### Supplied text
[start]
The normal subgroups of $G$ form a lattice under subset inclusion with least element, $\{ e \},$ and greatest element, $G.$ The meet of two normal subgroups, $N$ and $M,$ in this lattice is their intersection and the join is their product.

The lattice is complete and modular.

== Normal subgroups, quotient groups and homomorphisms ==

If $N$ is a normal subgroup, we can define a multiplication on cosets as follows:
$$\left(a_1 N\right) \left(a_2 N\right) := \left(a_1 a_2\right) N.$$
This relation defines a mapping $G/N\times G/N \to G/N.$ To show that this mapping is well-defined, one needs to prove that the choice of representative elements $a_1, a_2$ does not affect the result. To this end, consider some other representative elements $a_1'\in a_1 N, a_2' \in a_2 N.$ Then there are $n_1, n_2\in N$ such that $a_1' = a_1 n_1, a_2' = a_2 n_2.$ It follows that $$a_1' a_2' N = a_1 n_1 a_2 n_2 N =a_1 a_2 n_1' n_2 N=a_1 a_2 N,$$where we also used the fact that $N$ is a normal subgroup, and therefore there is $n_1'\in N$ such that $n_1 a_2 = a_2 n_1'.$ This proves that this product is a well-defined mapping between cosets.
[end]
### Task to complete
According to the passage on normal subgroups, what is the join of two normal subgroups in their lattice?

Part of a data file
[start]
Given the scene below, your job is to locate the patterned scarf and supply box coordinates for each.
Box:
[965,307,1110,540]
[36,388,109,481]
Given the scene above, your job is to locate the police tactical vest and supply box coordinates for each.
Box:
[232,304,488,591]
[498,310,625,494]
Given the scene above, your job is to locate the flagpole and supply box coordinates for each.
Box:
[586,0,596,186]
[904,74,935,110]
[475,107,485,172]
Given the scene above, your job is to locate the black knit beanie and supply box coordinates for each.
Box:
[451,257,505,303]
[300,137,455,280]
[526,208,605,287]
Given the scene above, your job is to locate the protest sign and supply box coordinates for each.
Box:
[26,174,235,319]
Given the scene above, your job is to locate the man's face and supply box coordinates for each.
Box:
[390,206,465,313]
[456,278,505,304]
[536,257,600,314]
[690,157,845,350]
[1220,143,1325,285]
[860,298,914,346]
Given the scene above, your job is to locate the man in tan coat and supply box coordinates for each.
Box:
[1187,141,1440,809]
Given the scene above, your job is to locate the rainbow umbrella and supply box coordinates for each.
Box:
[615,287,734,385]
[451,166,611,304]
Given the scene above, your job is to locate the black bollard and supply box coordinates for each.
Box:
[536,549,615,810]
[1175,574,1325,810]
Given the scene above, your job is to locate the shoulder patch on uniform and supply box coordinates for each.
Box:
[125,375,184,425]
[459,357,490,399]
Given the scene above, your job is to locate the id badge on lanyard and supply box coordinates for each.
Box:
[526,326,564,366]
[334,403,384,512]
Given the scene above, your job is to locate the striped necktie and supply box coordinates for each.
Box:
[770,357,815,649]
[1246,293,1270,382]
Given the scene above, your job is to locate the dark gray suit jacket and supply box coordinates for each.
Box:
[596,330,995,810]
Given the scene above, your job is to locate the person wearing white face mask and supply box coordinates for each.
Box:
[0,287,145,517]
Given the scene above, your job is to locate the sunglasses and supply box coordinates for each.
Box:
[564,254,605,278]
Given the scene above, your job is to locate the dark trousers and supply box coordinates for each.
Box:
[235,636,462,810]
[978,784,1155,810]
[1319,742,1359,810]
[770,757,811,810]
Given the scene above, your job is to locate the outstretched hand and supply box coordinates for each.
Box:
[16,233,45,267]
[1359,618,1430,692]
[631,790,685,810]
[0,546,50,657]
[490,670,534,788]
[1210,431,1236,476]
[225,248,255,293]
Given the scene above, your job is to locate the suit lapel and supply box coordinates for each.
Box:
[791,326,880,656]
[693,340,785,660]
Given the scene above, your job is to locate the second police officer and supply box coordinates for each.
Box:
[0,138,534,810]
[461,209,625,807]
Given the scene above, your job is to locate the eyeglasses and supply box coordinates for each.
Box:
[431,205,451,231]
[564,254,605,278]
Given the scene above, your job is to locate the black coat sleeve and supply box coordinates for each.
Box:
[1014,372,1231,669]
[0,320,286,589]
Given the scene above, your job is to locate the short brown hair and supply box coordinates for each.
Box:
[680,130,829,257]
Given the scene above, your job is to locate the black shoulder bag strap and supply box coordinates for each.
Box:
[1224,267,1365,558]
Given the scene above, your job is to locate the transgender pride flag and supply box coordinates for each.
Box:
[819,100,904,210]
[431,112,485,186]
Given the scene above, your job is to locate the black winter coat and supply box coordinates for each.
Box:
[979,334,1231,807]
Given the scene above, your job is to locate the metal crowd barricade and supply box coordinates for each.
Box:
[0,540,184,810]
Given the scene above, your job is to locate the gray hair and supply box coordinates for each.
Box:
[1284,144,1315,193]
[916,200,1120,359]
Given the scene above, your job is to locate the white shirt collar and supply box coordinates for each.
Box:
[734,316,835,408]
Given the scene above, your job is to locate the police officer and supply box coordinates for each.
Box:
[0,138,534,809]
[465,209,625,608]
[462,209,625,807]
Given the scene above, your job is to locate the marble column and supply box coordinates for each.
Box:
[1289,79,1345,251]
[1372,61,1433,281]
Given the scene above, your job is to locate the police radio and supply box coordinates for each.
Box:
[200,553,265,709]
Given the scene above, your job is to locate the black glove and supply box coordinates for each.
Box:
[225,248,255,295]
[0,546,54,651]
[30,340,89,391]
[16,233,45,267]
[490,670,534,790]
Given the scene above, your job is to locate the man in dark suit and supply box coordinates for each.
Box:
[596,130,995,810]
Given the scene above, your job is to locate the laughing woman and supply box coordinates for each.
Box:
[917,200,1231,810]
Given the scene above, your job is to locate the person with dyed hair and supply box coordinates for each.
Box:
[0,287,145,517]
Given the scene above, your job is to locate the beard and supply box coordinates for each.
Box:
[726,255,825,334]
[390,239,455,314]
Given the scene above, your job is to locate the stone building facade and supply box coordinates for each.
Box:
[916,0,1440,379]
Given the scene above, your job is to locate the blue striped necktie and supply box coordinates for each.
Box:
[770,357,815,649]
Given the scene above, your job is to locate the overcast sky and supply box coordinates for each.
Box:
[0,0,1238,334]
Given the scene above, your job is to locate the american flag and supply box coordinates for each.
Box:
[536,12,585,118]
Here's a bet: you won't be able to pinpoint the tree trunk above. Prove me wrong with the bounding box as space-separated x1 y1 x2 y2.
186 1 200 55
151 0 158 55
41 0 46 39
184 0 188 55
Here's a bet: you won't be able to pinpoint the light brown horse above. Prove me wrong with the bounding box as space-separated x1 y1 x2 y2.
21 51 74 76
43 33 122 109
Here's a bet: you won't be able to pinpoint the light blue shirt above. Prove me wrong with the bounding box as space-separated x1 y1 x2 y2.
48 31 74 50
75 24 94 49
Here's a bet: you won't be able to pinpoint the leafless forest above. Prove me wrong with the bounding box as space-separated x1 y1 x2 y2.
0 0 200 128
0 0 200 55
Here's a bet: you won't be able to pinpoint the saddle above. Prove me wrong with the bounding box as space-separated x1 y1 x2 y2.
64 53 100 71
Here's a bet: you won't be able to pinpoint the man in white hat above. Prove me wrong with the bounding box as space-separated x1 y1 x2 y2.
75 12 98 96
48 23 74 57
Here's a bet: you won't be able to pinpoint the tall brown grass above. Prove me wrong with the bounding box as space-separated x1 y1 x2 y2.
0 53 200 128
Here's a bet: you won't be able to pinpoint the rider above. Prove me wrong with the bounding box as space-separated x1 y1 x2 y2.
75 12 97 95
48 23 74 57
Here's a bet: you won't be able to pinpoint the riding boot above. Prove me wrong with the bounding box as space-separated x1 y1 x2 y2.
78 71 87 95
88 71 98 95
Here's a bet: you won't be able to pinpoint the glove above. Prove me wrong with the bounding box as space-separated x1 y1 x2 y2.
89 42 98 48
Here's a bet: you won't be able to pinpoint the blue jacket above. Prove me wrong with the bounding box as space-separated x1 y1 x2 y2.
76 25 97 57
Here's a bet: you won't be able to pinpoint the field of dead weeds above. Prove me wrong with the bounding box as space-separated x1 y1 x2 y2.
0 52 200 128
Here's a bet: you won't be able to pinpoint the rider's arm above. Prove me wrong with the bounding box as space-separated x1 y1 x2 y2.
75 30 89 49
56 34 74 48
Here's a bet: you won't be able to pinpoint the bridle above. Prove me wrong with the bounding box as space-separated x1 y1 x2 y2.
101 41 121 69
[end]
### Result of the exercise
Their product.